■ **Excerpted text**
This is a software innovation that is changing how we view content like magazines, articles, books and other documents. By using HTML5 animation, plain PDFs can become online documents with a unique flip-the-page interface that help keep a reader engaged.

Flipbooks are easy to embed directly into a webpage, allowing visitors to read through your publication without the hassle and delays of download a document file. Tools like Yumpu can let you convert existing PDFs to flipbooks, or just build a new document from scratch.

Cloud Backups

The cloud isn't all that new, but it's starting to gain more mainstream acceptance as a software tool rather than just a mysterious and unformed concept.

The use of common tools like Google Drive and Dropbox has really opened up the cloud, and brought file-sharing to a whole new level. People are augmenting their hard drive storage by keeping files on cloud servers to save on space and to allow easier access when you're away from your main computer.

And that's not all. People are taking this to the next step and using cloud access to store their entire hard drive as an off-site backup. This allows you to take advantage of a larger server's professional level security, and keeps your data at a remote location.

The added benefit of using great tools is that you can have your backups run automatically, with all new and changed files being added to your backup without you having to remember to do it. This one feature is what makes all the difference. Services like IDrive, SOS Online Backup or Crashplan are the hot spots for this right now.

■ **Material provided**
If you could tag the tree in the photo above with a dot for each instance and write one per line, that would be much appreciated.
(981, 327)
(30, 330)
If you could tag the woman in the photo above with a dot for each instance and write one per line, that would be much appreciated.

■ **Parts of the exercise**
• A. In the passage on flipbooks and cloud backups, copy word for word the span starting at "Cloud Backups" and ending at "your main computer.".
• B. Put this sentence from the passage on flipbooks and cloud backups into Spanish: "This allows you to take advantage of a larger server's professional level security, and keeps your data at a remote location."

■ **Exercise responses**
• A.
Cloud Backups

The cloud isn't all that new, but it's starting to gain more mainstream acceptance as a software tool rather than just a mysterious and unformed concept.

The use of common tools like Google Drive and Dropbox has really opened up the cloud, and brought file-sharing to a whole new level. People are augmenting their hard drive storage by keeping files on cloud servers to save on space and to allow easier access when you're away from your main computer.

• B. Esto le permite aprovechar la seguridad de nivel profesional de un servidor más grande y mantiene sus datos en una ubicación remota.